═══ Provided material ═══

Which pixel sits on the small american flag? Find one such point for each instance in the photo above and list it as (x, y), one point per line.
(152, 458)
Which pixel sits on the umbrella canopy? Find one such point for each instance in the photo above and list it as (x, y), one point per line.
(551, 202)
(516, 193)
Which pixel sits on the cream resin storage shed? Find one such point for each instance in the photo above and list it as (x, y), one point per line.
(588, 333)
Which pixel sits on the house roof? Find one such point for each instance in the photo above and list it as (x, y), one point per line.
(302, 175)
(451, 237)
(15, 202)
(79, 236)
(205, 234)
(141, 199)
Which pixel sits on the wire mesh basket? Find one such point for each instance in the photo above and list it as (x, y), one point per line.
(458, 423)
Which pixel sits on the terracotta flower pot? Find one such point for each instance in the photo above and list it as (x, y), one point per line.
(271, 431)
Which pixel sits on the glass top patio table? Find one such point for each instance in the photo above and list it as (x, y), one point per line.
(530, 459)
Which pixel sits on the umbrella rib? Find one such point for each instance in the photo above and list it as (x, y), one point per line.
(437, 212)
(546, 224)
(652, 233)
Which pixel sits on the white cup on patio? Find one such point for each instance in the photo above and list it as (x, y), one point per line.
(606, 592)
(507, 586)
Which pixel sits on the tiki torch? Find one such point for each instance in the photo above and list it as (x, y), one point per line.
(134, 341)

═══

• Assignment: All entries should be restated word for word.

• Answer to the problem:
Which pixel sits on the small american flag? Find one such point for each instance in the photo above and list it as (x, y), one point per line.
(152, 458)
Which pixel sits on the umbrella canopy? Find one such point for each instance in the photo above and list it as (x, y), one point per line.
(551, 202)
(516, 193)
Which pixel sits on the cream resin storage shed? Find one such point for each instance in the photo above and list it as (x, y), one point per line.
(588, 333)
Which pixel sits on the house roof? Find one such point for each instance in the photo above and list it as (x, y), one point per line.
(302, 175)
(451, 237)
(15, 202)
(79, 236)
(205, 234)
(141, 199)
Which pixel sits on the wire mesh basket? Find one such point for each instance in the photo above and list it as (x, y), one point per line.
(458, 423)
Which pixel sits on the terracotta flower pot? Find one such point for each instance in the photo above and list it as (x, y), one point per line.
(271, 431)
Which pixel sits on the glass top patio table? Find one such point for each instance in the photo above and list it as (x, y), one point per line.
(530, 459)
Which pixel sits on the umbrella rib? Find one such point for each instance in the photo above and list it as (x, y), one point per line.
(437, 212)
(546, 224)
(652, 233)
Which pixel sits on the white cup on patio? Find one such point for each instance in the photo above and list it as (x, y), one point per line.
(606, 592)
(507, 586)
Which pixel sits on the tiki torch? Find one such point for each instance in the photo above and list it as (x, y), one point per line.
(134, 341)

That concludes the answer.